Please read the records below and return each line holding the string "wheel".

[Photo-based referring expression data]
..........
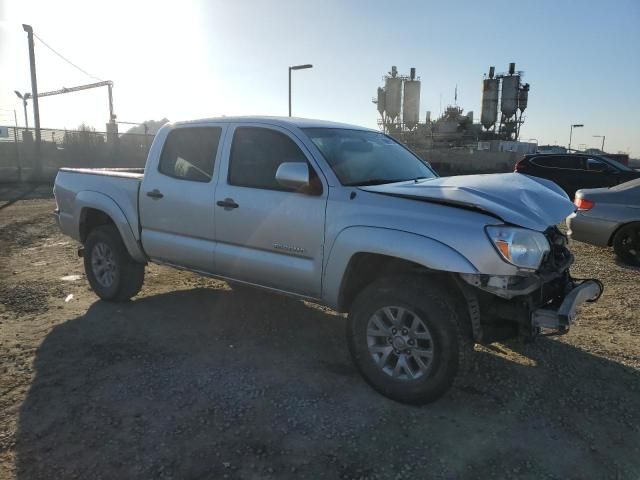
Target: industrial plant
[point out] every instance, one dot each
(504, 99)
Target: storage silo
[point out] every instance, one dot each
(489, 114)
(523, 97)
(381, 100)
(393, 96)
(411, 103)
(509, 97)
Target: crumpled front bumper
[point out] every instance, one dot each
(560, 318)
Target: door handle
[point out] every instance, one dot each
(155, 194)
(227, 203)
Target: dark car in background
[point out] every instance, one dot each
(609, 217)
(573, 171)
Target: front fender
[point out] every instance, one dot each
(99, 201)
(422, 250)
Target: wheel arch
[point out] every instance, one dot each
(360, 255)
(620, 227)
(94, 208)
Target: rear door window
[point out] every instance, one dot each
(190, 153)
(567, 162)
(256, 154)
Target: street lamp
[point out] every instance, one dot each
(296, 67)
(603, 137)
(24, 104)
(577, 125)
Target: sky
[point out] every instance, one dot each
(192, 59)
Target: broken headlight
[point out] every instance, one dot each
(519, 246)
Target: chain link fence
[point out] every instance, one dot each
(67, 148)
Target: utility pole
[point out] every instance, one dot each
(34, 96)
(296, 67)
(603, 137)
(576, 125)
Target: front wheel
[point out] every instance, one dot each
(112, 273)
(626, 244)
(407, 339)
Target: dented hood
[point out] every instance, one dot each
(515, 198)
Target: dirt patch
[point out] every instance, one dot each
(31, 297)
(194, 379)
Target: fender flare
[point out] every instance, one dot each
(99, 201)
(412, 247)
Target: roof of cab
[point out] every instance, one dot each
(279, 121)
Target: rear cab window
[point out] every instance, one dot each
(567, 162)
(190, 153)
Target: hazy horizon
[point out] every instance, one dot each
(202, 59)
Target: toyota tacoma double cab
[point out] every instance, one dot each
(346, 217)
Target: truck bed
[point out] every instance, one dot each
(112, 172)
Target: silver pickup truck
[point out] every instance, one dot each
(344, 216)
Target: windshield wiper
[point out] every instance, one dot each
(375, 181)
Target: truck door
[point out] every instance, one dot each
(267, 234)
(177, 198)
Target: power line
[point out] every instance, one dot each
(66, 59)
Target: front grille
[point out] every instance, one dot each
(559, 257)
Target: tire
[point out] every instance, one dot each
(445, 331)
(626, 244)
(112, 273)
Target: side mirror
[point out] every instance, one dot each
(294, 175)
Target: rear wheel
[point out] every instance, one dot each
(407, 339)
(626, 244)
(112, 273)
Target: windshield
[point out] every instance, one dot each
(360, 157)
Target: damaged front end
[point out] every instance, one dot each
(543, 302)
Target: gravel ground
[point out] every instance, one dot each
(194, 379)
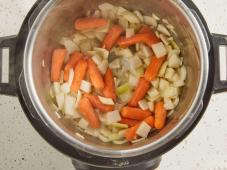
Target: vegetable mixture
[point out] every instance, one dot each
(119, 76)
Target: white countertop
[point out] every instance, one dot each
(21, 148)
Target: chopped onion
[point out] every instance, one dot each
(69, 106)
(133, 81)
(69, 45)
(107, 101)
(153, 92)
(169, 73)
(143, 130)
(163, 69)
(103, 66)
(159, 49)
(151, 106)
(150, 21)
(56, 88)
(155, 83)
(78, 97)
(161, 28)
(85, 86)
(71, 76)
(130, 32)
(143, 104)
(115, 64)
(65, 88)
(163, 84)
(113, 117)
(60, 99)
(139, 15)
(83, 124)
(97, 59)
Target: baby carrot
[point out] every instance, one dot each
(112, 37)
(153, 68)
(129, 122)
(57, 63)
(97, 104)
(131, 132)
(160, 115)
(90, 23)
(135, 113)
(109, 90)
(147, 38)
(140, 91)
(95, 75)
(88, 112)
(74, 58)
(79, 74)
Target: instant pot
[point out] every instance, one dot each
(29, 70)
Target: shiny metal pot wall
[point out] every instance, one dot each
(56, 20)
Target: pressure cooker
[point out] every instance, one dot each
(29, 72)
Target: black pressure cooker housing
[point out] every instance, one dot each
(16, 86)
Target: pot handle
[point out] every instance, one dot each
(7, 74)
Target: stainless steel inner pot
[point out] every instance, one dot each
(56, 20)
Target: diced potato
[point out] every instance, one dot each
(150, 21)
(83, 124)
(139, 15)
(113, 117)
(169, 73)
(153, 92)
(56, 88)
(97, 59)
(163, 84)
(107, 101)
(161, 28)
(159, 49)
(130, 32)
(168, 104)
(60, 99)
(151, 106)
(103, 66)
(65, 88)
(69, 106)
(143, 105)
(115, 64)
(155, 83)
(174, 61)
(69, 45)
(78, 97)
(143, 130)
(85, 86)
(163, 69)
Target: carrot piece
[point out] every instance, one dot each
(90, 23)
(153, 68)
(135, 113)
(88, 112)
(109, 89)
(95, 75)
(147, 38)
(144, 29)
(129, 122)
(112, 37)
(131, 132)
(97, 104)
(79, 74)
(74, 58)
(160, 115)
(150, 121)
(58, 58)
(140, 91)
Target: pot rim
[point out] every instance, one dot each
(188, 119)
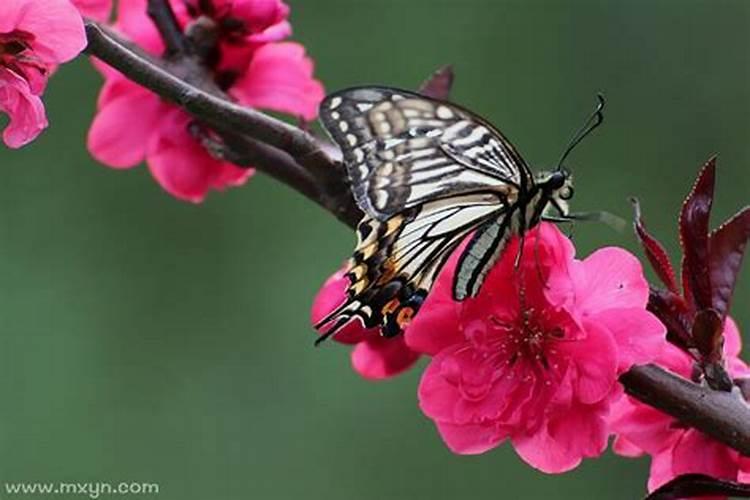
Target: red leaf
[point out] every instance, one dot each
(696, 209)
(699, 485)
(438, 85)
(727, 247)
(707, 334)
(655, 252)
(671, 310)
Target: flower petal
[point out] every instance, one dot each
(331, 295)
(56, 25)
(95, 9)
(378, 357)
(639, 335)
(696, 209)
(564, 442)
(470, 439)
(181, 166)
(25, 110)
(280, 78)
(112, 138)
(595, 359)
(612, 279)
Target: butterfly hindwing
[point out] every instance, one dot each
(402, 149)
(484, 249)
(397, 260)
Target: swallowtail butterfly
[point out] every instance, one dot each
(427, 173)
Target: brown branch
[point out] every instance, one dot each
(163, 17)
(287, 148)
(296, 158)
(725, 416)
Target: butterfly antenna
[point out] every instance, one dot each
(592, 122)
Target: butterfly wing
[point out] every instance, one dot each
(402, 149)
(426, 173)
(397, 260)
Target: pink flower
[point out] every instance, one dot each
(535, 357)
(246, 68)
(676, 449)
(34, 38)
(98, 10)
(374, 356)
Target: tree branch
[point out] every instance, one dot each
(287, 149)
(725, 416)
(299, 160)
(163, 16)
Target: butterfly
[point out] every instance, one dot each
(427, 173)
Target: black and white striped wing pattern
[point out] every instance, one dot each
(402, 150)
(397, 260)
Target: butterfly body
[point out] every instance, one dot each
(427, 174)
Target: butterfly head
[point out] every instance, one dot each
(556, 188)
..........
_Result of the exercise_.
Target: wheel arch
Target: front wheel
Target: rear wheel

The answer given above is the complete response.